#### Exercise prompt
Transcribe all the records with complete accuracy.

#### Data extracts
########
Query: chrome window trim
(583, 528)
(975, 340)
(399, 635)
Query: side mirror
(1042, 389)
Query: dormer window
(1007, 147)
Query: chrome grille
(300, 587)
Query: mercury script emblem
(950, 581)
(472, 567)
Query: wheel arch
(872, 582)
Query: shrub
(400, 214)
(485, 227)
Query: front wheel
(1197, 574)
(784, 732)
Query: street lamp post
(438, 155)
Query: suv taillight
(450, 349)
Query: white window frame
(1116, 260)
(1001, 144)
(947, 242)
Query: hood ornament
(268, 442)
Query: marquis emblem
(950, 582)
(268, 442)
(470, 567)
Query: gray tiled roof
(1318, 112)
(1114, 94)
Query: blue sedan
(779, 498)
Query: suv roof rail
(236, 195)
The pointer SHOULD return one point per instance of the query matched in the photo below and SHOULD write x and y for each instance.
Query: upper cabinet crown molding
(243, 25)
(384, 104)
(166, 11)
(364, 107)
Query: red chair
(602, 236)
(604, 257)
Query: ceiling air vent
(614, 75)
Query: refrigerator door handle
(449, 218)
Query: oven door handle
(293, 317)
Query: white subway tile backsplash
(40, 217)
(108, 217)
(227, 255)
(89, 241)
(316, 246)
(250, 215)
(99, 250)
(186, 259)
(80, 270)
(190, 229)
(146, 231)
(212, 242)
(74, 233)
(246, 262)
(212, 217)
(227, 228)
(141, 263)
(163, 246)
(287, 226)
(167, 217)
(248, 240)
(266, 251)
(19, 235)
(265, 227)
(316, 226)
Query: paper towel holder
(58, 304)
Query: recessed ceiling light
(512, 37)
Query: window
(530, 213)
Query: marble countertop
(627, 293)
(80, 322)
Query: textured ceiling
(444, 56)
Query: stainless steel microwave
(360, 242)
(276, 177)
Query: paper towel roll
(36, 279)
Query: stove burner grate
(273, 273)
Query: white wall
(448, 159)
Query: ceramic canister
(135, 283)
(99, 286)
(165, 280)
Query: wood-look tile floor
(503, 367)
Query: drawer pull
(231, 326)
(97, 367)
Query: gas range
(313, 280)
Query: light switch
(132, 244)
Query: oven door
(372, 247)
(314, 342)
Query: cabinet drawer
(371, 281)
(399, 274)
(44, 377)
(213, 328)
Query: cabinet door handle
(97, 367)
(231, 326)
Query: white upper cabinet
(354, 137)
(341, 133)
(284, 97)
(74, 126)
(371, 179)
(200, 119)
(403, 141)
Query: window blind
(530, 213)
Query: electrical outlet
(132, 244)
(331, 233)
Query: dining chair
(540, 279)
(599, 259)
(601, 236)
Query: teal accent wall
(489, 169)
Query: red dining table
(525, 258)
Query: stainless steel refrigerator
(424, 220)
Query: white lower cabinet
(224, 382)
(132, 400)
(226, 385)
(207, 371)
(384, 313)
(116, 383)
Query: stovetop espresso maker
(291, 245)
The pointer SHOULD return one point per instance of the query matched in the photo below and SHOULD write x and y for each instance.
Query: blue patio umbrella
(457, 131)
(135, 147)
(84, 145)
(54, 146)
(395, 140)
########
#### Task answer
Query: chrome window trim
(583, 528)
(975, 340)
(399, 635)
Query: side mirror
(1042, 389)
Query: dormer window
(1007, 147)
Query: chrome grille
(300, 587)
Query: mercury script emblem
(950, 581)
(472, 567)
Query: wheel arch
(872, 582)
Query: shrub
(400, 214)
(485, 227)
Query: front wheel
(1197, 574)
(784, 732)
Query: street lamp post
(438, 155)
Query: suv taillight
(450, 349)
Query: white window frame
(1116, 260)
(1001, 144)
(947, 242)
Query: hood ornament
(268, 442)
Query: marquis emblem
(950, 582)
(268, 442)
(470, 567)
Query: gray tiled roof
(1318, 112)
(1114, 94)
Query: blue sedan
(779, 498)
Query: suv roof rail
(236, 195)
The pointer SHOULD return one point per instance of the query matched in the photo below and SHOULD write x and y for each instance.
Query: upper cabinet crown molding
(243, 25)
(384, 104)
(166, 11)
(364, 107)
Query: red chair
(602, 236)
(604, 257)
Query: ceiling air vent
(614, 75)
Query: refrigerator door handle
(449, 218)
Query: oven door handle
(293, 317)
Query: white subway tile backsplash
(40, 217)
(108, 217)
(227, 255)
(89, 241)
(316, 246)
(250, 215)
(99, 250)
(186, 259)
(80, 270)
(190, 229)
(146, 231)
(212, 242)
(74, 233)
(246, 262)
(212, 217)
(227, 228)
(141, 263)
(163, 246)
(287, 226)
(167, 217)
(248, 240)
(266, 251)
(19, 235)
(265, 227)
(316, 226)
Query: paper towel holder
(58, 304)
Query: recessed ceiling light
(512, 37)
Query: window
(530, 213)
Query: marble countertop
(627, 293)
(80, 322)
Query: textured ceiling
(444, 56)
Query: stainless steel microwave
(360, 242)
(276, 177)
Query: paper towel roll
(36, 279)
Query: stove burner grate
(273, 273)
Query: white wall
(448, 159)
Query: ceramic canister
(135, 283)
(99, 286)
(165, 280)
Query: wood-look tile floor
(503, 367)
Query: drawer pull
(231, 326)
(97, 367)
Query: gas range
(313, 280)
Query: light switch
(132, 244)
Query: oven door
(372, 247)
(314, 342)
Query: cabinet drawer
(371, 281)
(399, 274)
(44, 377)
(213, 328)
Query: cabinet door handle
(97, 367)
(231, 326)
Query: white upper cabinet
(354, 137)
(341, 133)
(284, 97)
(74, 126)
(371, 179)
(200, 119)
(403, 141)
Query: window blind
(530, 213)
Query: electrical outlet
(132, 244)
(331, 233)
Query: dining chair
(540, 279)
(599, 259)
(601, 236)
Query: teal accent wall
(489, 169)
Query: red dining table
(525, 258)
Query: stainless steel refrigerator
(424, 220)
Query: white lower cabinet
(224, 382)
(132, 400)
(226, 385)
(207, 371)
(384, 313)
(116, 383)
Query: stovetop espresso maker
(291, 245)
The pointer SHOULD return one point per instance of the query matched in the photo below and SHOULD write x and y for each instance.
Query: blue patio umbrella
(457, 131)
(135, 147)
(84, 145)
(54, 146)
(395, 140)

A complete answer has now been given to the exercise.